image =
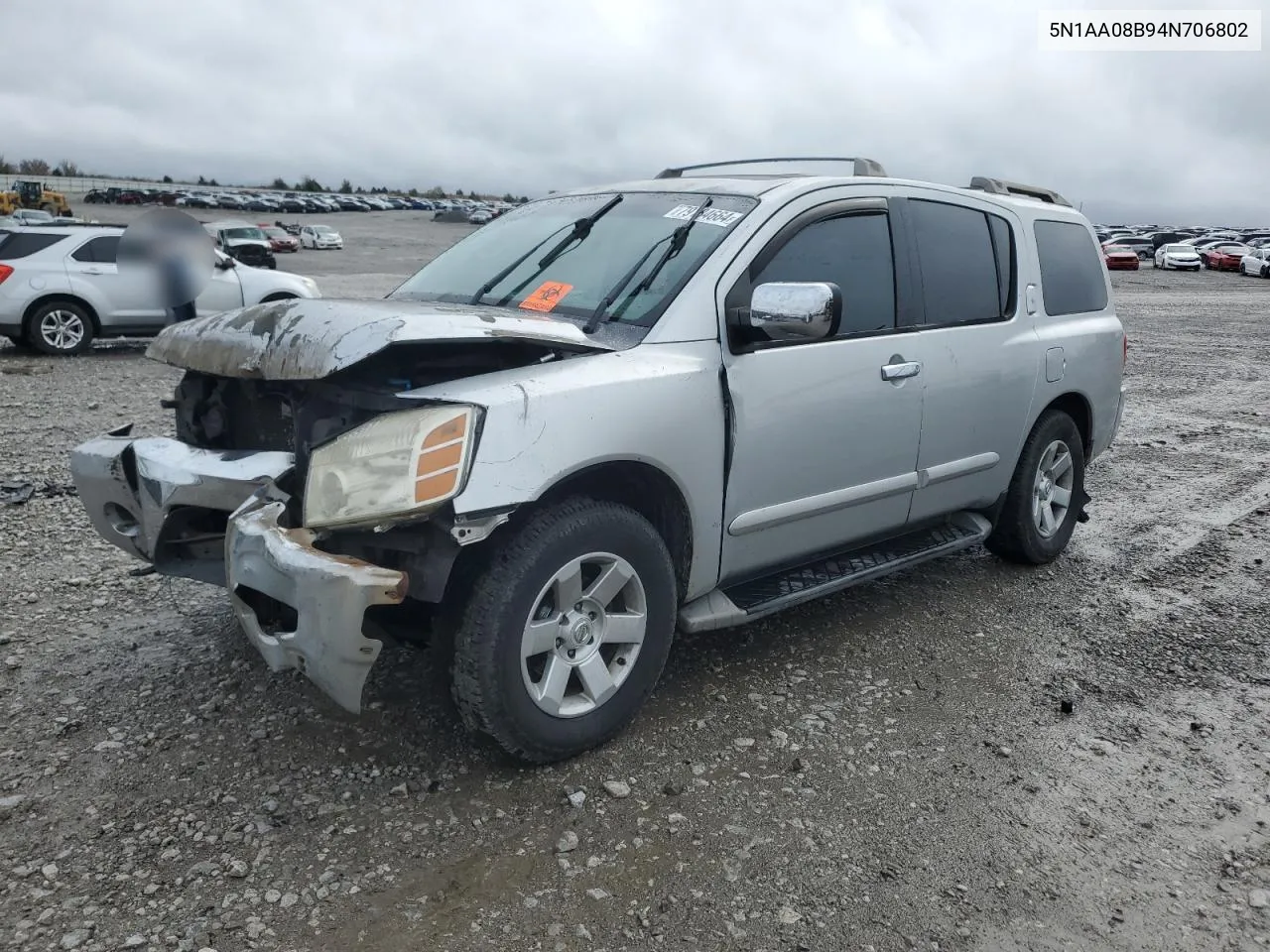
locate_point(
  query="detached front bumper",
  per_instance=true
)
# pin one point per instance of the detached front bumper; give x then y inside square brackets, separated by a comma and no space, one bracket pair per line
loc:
[150,495]
[324,595]
[218,517]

→ WRITTEN EXERCISE
Write out all the records again, substituting "rear bumper" for every occurrence of "front bumper" and leaving everything else unchanged. Leave the pictures out.

→ IN RESPONSE
image =
locate_point(
  query="detached rear bumper",
  per_instance=true
)
# pin one point per instance of the detached rear bumper; give x then y inside square brackets, separated by a comma and no space, one bracket pair per line
loc:
[150,495]
[324,595]
[218,517]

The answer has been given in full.